Passage for review START

Like the Apprentice System, But No Mentoring. Or Food.

Should first-time novelists be paid? (hat tip Mur Lafferty)

Wow, I’m glad my first manager didn’t have this perspective. “Congratulations, you’re hired! Of course, we have little reason to expect big returns on your first job. And hiring someone like you, from an economic perspective, is hardly worth our time. As the party who puts money into the costs of training, a cubicle, a computer, heating and lighting, and a FrameMaker license, we’re the ones who stand to lose the most. Therefore, we’ll start you out at a salary of $0 with no benefits. If things go really well, after twelve months we might revisit your contract. How does that sound, kid?”

Who out there has such poor self-esteem and business sense that they would buy this argument?

And don’t say “graduate students”, that’s not funny.


Oh yeah, I forgot! I have this “web” “log” thingy.

So… Potlatch! Potlatch was great. Several other VP X alumni attended: Bart, Mac, Lucy, and Barbara. This meant I had a safety net of friends in case the other children were mean to me, although it turned out the other children were all perfectly nice. I had drinks with friends, visited Powell’s Books and VooDoo Doughnuts, even attended a panel here and there. And I saw Ursula K. LeGuin in the flesh! I didn’t go so far as to introduce myself, since I didn’t have anything to say to her other than, “I-read-Earthsea-when-I-was-9-and-I-think-you’re-awesome.” No doubt she’s heard quite enough of that.

I also ran into Janelle, who I last saw over a decade ago in college. All Saturday, I kept looking at her out of the corner of my eye, “Geez, that person looks really familiar,” while she was wondering the same thing all day as well. Janelle actually came to her first Potlatch with no safety net of friends, which makes her a heckuva lot braver than me. I also met TexAnne from Making Light, who saw the name on my badge and tapped me on the shoulder. Having a unique first name + last name is awesome. Great for email addresses, User IDs, screen names… thanks, Mom and Dad and Ancestors!

All in all, Potlatch was a great time. It was really fun to be around so many people with such a deep and rich sense of the genre and its history. I hope to come back.

We’re from the Silicon Valley, We’re Here to Help

Earlier this week, M’ris called me at work to let me know that there was a glitch with the big group dinner she had planned at La Bodeguita del Medio. They couldn’t take reservations for a party our size. “Oh…” I said. And then the little platters in my brain started spinning…

SELECT * FROM Restaurants WHERE Ambience LIKE ...

Passage for review END

Problems to solve:
1 – Answer these questions from the blog excerpt:
(a) What software license appears among the costs in the imagined speech from a first manager?
(b) Which two businesses did the writer visit during Potlatch?
(c) At which restaurant had M'ris planned the big group dinner?
2 – Write the next few paragraphs of the blog excerpt about the group dinner, starting after its final line.
The data below has no connection to the blog excerpt.

Provided records START

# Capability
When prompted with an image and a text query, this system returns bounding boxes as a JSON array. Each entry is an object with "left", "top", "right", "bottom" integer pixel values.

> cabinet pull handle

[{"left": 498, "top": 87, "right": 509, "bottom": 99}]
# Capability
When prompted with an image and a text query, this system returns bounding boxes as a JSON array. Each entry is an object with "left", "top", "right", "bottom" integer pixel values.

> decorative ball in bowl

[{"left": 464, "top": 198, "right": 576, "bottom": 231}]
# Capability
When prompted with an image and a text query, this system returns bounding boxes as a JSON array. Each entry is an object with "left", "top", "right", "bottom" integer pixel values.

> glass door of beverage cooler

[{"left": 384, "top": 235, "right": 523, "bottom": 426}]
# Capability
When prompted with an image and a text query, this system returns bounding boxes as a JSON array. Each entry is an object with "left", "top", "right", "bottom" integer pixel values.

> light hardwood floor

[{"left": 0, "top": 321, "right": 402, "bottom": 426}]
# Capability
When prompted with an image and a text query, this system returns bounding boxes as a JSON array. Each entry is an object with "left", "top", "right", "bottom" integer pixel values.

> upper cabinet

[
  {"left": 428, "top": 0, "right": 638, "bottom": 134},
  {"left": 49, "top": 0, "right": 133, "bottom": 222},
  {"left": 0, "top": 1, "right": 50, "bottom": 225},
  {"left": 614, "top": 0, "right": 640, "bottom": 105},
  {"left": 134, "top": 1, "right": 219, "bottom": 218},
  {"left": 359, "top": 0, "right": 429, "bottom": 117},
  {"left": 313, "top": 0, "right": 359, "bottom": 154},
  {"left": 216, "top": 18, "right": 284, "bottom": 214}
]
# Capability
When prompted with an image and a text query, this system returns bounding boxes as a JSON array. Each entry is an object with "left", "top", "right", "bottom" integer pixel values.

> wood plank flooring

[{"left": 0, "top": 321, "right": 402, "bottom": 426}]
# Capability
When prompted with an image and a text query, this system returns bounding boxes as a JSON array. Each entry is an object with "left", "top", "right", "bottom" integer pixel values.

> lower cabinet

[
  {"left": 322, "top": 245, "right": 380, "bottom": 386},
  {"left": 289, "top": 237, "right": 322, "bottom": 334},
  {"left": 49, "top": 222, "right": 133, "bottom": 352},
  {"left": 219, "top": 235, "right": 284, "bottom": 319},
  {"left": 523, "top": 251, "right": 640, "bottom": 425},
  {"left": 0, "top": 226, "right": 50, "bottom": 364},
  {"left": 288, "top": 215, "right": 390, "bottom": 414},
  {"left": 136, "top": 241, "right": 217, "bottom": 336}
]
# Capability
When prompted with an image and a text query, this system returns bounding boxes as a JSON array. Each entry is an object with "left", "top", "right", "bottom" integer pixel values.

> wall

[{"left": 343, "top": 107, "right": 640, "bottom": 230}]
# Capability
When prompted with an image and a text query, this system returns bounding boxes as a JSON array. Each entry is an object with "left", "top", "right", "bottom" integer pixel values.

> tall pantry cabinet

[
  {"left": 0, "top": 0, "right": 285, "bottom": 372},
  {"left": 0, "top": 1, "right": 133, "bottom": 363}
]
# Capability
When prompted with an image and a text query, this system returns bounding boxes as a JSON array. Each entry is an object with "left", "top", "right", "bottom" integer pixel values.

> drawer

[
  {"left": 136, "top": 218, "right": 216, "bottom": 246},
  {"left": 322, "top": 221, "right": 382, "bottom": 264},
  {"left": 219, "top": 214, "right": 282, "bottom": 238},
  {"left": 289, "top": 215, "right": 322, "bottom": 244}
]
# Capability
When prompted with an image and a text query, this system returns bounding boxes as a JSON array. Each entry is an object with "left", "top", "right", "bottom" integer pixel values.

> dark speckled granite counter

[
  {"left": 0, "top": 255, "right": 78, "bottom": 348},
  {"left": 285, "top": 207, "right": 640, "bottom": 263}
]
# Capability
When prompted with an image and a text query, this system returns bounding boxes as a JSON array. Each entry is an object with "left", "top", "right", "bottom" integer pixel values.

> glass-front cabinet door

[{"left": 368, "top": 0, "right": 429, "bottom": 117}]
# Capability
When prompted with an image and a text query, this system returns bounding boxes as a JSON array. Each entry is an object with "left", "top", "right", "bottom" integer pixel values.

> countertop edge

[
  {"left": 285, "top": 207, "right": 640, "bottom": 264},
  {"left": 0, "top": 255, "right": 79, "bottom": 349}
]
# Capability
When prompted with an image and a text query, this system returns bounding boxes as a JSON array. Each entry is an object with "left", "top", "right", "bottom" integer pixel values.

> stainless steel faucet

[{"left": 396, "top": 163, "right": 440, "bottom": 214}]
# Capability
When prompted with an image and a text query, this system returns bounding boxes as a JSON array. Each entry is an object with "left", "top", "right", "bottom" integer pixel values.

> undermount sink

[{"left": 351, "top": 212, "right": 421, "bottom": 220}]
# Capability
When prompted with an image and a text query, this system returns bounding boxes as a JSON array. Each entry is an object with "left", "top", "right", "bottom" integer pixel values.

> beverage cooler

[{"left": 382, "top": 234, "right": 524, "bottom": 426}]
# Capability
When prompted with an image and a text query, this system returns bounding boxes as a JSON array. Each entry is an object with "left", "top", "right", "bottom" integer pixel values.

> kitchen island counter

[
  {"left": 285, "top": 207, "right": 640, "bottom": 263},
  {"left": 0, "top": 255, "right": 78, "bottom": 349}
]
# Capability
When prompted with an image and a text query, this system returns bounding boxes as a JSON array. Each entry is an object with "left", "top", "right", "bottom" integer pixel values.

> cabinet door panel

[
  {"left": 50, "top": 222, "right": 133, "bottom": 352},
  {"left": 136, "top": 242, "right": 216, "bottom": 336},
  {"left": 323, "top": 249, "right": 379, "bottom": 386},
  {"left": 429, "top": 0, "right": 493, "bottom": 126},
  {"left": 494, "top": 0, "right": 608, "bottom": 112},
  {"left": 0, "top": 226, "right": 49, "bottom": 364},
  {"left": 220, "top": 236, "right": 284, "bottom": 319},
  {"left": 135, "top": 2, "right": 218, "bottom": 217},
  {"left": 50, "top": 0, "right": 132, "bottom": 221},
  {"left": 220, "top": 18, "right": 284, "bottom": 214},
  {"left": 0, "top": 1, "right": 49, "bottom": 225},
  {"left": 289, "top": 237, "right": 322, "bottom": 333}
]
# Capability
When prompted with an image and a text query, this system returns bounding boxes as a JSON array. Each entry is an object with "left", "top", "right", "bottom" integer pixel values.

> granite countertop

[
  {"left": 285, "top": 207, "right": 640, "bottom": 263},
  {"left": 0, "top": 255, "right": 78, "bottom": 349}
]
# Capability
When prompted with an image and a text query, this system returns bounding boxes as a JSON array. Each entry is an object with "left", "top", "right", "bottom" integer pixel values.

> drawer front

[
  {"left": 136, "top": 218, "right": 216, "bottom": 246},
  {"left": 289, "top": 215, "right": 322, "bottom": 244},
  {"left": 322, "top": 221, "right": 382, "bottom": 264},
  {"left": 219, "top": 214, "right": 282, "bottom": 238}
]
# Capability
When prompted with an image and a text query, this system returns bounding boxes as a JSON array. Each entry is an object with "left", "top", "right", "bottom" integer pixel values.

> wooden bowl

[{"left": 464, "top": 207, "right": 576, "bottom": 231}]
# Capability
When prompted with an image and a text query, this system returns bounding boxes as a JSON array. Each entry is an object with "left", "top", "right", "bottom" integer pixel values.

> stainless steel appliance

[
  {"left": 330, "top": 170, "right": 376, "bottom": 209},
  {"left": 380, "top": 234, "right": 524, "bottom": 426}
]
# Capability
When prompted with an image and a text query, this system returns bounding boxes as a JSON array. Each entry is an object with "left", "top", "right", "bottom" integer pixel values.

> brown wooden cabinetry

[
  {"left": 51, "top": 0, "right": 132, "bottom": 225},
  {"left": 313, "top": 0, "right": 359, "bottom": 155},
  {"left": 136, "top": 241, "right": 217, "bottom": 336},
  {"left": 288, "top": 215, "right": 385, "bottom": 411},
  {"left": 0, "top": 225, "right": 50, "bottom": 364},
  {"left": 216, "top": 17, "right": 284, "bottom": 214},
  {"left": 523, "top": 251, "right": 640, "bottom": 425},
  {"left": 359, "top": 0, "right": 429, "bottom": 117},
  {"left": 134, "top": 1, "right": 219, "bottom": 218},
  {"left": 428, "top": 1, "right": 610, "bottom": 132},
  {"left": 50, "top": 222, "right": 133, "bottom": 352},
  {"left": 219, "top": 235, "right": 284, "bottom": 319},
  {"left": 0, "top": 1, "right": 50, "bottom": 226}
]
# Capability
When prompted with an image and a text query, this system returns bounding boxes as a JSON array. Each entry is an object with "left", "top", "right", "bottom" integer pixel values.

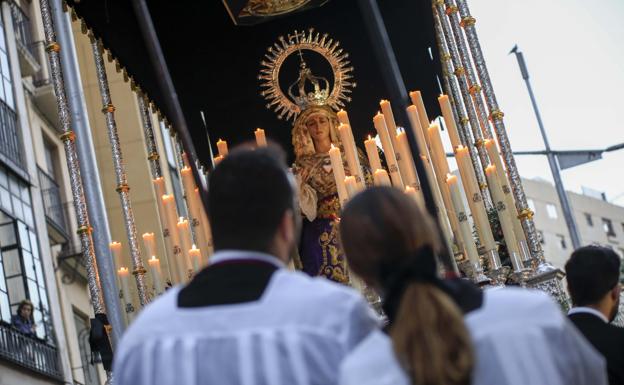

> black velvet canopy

[{"left": 68, "top": 0, "right": 441, "bottom": 164}]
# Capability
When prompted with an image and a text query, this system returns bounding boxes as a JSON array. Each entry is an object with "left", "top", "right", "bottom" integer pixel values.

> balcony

[
  {"left": 32, "top": 41, "right": 60, "bottom": 128},
  {"left": 10, "top": 2, "right": 41, "bottom": 76},
  {"left": 0, "top": 322, "right": 62, "bottom": 380},
  {"left": 0, "top": 100, "right": 24, "bottom": 170},
  {"left": 38, "top": 168, "right": 70, "bottom": 244}
]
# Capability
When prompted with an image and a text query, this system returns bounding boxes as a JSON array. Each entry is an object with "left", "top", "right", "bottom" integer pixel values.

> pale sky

[{"left": 438, "top": 0, "right": 624, "bottom": 205}]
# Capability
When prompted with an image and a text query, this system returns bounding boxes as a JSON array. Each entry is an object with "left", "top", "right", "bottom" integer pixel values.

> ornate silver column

[
  {"left": 91, "top": 37, "right": 149, "bottom": 306},
  {"left": 41, "top": 0, "right": 106, "bottom": 314},
  {"left": 450, "top": 0, "right": 545, "bottom": 264}
]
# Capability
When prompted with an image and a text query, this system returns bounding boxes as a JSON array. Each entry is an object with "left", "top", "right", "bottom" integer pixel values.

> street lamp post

[{"left": 509, "top": 45, "right": 581, "bottom": 249}]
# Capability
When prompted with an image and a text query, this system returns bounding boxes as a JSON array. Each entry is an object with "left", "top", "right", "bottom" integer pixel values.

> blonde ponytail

[{"left": 389, "top": 282, "right": 474, "bottom": 385}]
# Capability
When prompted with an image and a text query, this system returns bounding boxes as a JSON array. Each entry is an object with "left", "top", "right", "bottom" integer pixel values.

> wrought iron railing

[
  {"left": 32, "top": 41, "right": 52, "bottom": 87},
  {"left": 38, "top": 167, "right": 69, "bottom": 237},
  {"left": 0, "top": 100, "right": 22, "bottom": 168},
  {"left": 10, "top": 1, "right": 36, "bottom": 58},
  {"left": 0, "top": 322, "right": 62, "bottom": 379}
]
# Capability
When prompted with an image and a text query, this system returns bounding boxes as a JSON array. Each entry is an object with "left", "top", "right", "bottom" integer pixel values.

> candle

[
  {"left": 161, "top": 194, "right": 186, "bottom": 283},
  {"left": 438, "top": 95, "right": 461, "bottom": 148},
  {"left": 427, "top": 124, "right": 463, "bottom": 252},
  {"left": 455, "top": 145, "right": 496, "bottom": 251},
  {"left": 147, "top": 255, "right": 163, "bottom": 294},
  {"left": 217, "top": 139, "right": 228, "bottom": 157},
  {"left": 484, "top": 139, "right": 530, "bottom": 246},
  {"left": 180, "top": 167, "right": 209, "bottom": 260},
  {"left": 373, "top": 169, "right": 392, "bottom": 186},
  {"left": 176, "top": 217, "right": 193, "bottom": 272},
  {"left": 446, "top": 174, "right": 481, "bottom": 270},
  {"left": 117, "top": 267, "right": 132, "bottom": 304},
  {"left": 338, "top": 123, "right": 365, "bottom": 190},
  {"left": 108, "top": 241, "right": 125, "bottom": 267},
  {"left": 188, "top": 244, "right": 201, "bottom": 273},
  {"left": 329, "top": 144, "right": 349, "bottom": 207},
  {"left": 143, "top": 233, "right": 156, "bottom": 255},
  {"left": 396, "top": 132, "right": 420, "bottom": 190},
  {"left": 410, "top": 91, "right": 429, "bottom": 138},
  {"left": 364, "top": 135, "right": 382, "bottom": 170},
  {"left": 345, "top": 176, "right": 358, "bottom": 198},
  {"left": 485, "top": 164, "right": 523, "bottom": 271},
  {"left": 336, "top": 109, "right": 351, "bottom": 126},
  {"left": 373, "top": 112, "right": 403, "bottom": 190},
  {"left": 254, "top": 128, "right": 267, "bottom": 147}
]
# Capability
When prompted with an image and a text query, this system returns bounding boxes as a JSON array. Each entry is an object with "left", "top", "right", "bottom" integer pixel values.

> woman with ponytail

[
  {"left": 340, "top": 187, "right": 607, "bottom": 385},
  {"left": 340, "top": 188, "right": 474, "bottom": 385}
]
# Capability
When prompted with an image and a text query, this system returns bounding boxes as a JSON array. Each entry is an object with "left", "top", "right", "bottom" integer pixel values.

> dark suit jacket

[{"left": 569, "top": 313, "right": 624, "bottom": 385}]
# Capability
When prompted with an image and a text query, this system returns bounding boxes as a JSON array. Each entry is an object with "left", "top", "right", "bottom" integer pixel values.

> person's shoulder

[{"left": 340, "top": 330, "right": 409, "bottom": 385}]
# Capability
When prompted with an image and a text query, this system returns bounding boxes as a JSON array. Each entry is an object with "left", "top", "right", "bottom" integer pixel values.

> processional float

[{"left": 41, "top": 0, "right": 568, "bottom": 376}]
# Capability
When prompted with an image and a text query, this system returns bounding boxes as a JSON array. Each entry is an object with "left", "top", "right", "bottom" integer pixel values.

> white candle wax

[
  {"left": 373, "top": 169, "right": 392, "bottom": 186},
  {"left": 364, "top": 135, "right": 381, "bottom": 170},
  {"left": 217, "top": 139, "right": 228, "bottom": 157},
  {"left": 254, "top": 128, "right": 267, "bottom": 147},
  {"left": 147, "top": 255, "right": 163, "bottom": 294},
  {"left": 485, "top": 164, "right": 523, "bottom": 271},
  {"left": 329, "top": 144, "right": 349, "bottom": 207},
  {"left": 373, "top": 113, "right": 404, "bottom": 190}
]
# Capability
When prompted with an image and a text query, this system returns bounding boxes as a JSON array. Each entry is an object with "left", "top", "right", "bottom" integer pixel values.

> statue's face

[{"left": 305, "top": 112, "right": 330, "bottom": 142}]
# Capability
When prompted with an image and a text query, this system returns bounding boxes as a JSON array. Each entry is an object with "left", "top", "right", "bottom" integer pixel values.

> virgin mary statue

[{"left": 259, "top": 30, "right": 371, "bottom": 284}]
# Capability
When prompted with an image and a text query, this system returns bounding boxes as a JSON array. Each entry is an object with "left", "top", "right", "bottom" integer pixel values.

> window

[
  {"left": 0, "top": 166, "right": 50, "bottom": 338},
  {"left": 546, "top": 203, "right": 557, "bottom": 219},
  {"left": 602, "top": 218, "right": 615, "bottom": 237},
  {"left": 0, "top": 14, "right": 15, "bottom": 110}
]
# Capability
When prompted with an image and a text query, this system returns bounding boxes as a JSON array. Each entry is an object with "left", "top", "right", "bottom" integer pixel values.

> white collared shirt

[
  {"left": 568, "top": 306, "right": 609, "bottom": 323},
  {"left": 114, "top": 251, "right": 377, "bottom": 385}
]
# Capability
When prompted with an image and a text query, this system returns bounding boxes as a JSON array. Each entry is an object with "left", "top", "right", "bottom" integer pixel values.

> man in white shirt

[{"left": 113, "top": 149, "right": 377, "bottom": 385}]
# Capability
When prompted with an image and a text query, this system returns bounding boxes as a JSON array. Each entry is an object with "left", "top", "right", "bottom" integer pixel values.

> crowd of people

[{"left": 113, "top": 148, "right": 624, "bottom": 385}]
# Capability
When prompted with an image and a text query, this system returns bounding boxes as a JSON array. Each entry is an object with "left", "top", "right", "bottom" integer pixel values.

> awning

[{"left": 67, "top": 0, "right": 441, "bottom": 164}]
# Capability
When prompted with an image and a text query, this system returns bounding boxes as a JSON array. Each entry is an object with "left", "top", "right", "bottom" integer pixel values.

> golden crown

[{"left": 258, "top": 28, "right": 357, "bottom": 120}]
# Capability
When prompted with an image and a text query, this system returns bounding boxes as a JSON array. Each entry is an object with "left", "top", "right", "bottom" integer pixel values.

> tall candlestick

[
  {"left": 143, "top": 233, "right": 156, "bottom": 255},
  {"left": 395, "top": 132, "right": 420, "bottom": 191},
  {"left": 338, "top": 123, "right": 365, "bottom": 190},
  {"left": 455, "top": 145, "right": 496, "bottom": 251},
  {"left": 373, "top": 169, "right": 392, "bottom": 186},
  {"left": 176, "top": 217, "right": 193, "bottom": 272},
  {"left": 484, "top": 139, "right": 531, "bottom": 246},
  {"left": 373, "top": 112, "right": 404, "bottom": 190},
  {"left": 147, "top": 255, "right": 163, "bottom": 294},
  {"left": 438, "top": 95, "right": 461, "bottom": 148},
  {"left": 117, "top": 266, "right": 132, "bottom": 304},
  {"left": 446, "top": 174, "right": 481, "bottom": 270},
  {"left": 329, "top": 144, "right": 349, "bottom": 207},
  {"left": 485, "top": 164, "right": 523, "bottom": 272},
  {"left": 161, "top": 194, "right": 186, "bottom": 283},
  {"left": 180, "top": 167, "right": 209, "bottom": 262},
  {"left": 345, "top": 176, "right": 358, "bottom": 198},
  {"left": 364, "top": 135, "right": 382, "bottom": 170},
  {"left": 254, "top": 128, "right": 267, "bottom": 147},
  {"left": 108, "top": 241, "right": 126, "bottom": 268},
  {"left": 188, "top": 245, "right": 201, "bottom": 273},
  {"left": 217, "top": 139, "right": 228, "bottom": 157}
]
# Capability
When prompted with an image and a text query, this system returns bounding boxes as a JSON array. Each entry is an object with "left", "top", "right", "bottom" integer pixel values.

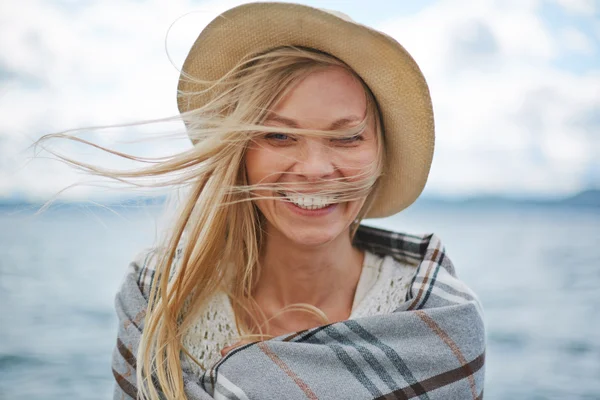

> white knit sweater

[{"left": 182, "top": 252, "right": 415, "bottom": 376}]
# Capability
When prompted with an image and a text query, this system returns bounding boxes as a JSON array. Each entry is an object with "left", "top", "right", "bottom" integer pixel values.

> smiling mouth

[{"left": 277, "top": 191, "right": 336, "bottom": 210}]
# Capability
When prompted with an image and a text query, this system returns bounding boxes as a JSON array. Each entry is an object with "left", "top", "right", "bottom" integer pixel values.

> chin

[{"left": 285, "top": 227, "right": 348, "bottom": 247}]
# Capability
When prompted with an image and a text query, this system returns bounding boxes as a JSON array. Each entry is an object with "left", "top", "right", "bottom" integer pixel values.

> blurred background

[{"left": 0, "top": 0, "right": 600, "bottom": 399}]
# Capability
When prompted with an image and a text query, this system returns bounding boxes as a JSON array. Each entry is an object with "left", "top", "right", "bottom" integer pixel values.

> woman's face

[{"left": 246, "top": 67, "right": 378, "bottom": 246}]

Provided records END

Your responses:
1 –
(a) A FrameMaker license.
(b) Powell's Books and VooDoo Doughnuts.
(c) La Bodeguita del Medio.

2 –
“No, no,” said Marissa, breaking my concentration. “I’ve found another restaurant that can seat all of us.” Later on at the dinner she told me (paraphrasing), “Even though you hadn’t said anything yet, I could tell you you were going into Helpful Bay Area Mode, and I had to stop you.”

I had always thought that the spinal reflex to leap in and start solving problems (even the ones that don’t necessarily need solving) was more of a engineering thing, or maybe just a plain old male thing. But it could be a Bay Area thing as well. It’s hard for me to see my own culture clearly, since I’ve been marinating in it for thirty years.

Coincidentally, that same night I caught the end of a roundtable discussion on the radio about the valley and solar power companies. The moderator was John Doerr, the panel included folks like T.J. Rodgers and other such big cheeses. And as you might expect, it was a virtuoso performance of valley optimism. Green power is coming! This is the first time we’ve built a new world energy infrastructure in the last 100 years! And when it comes to designing and deploying this new infrastructure, we are gonna make shitloads of money and save the planet and totally kick Europe and China’s ass in this new trillion dollar market! But if for some almost inconceivable reason they beat us, the whole world wins anyway, so let the games begin!

It was pretty awesome. So we’re gonna tech our way out of this mess. Build absurdly cheap and efficient solar panels. Reconfigure the Main Deflector Dish.

The thing about the Bay Area is that we are not only selected for efficient transmission of this virus, but we are also selected for lack of immunity. For a moment even I started thinking, yes! Of course! The World of Tomorrow will be all about this stuff! I will quit my current job right this second and join a solar power startup! And … spend seventy-five hours a week documenting silicon processing and manufacturing techniques. Hmmm. The moment passed.

But still, I couldn’t help smiling on my way home from the restaurant in my 30 MPG carbon-spewing vehicle. Being helpful. This is the Way of my People.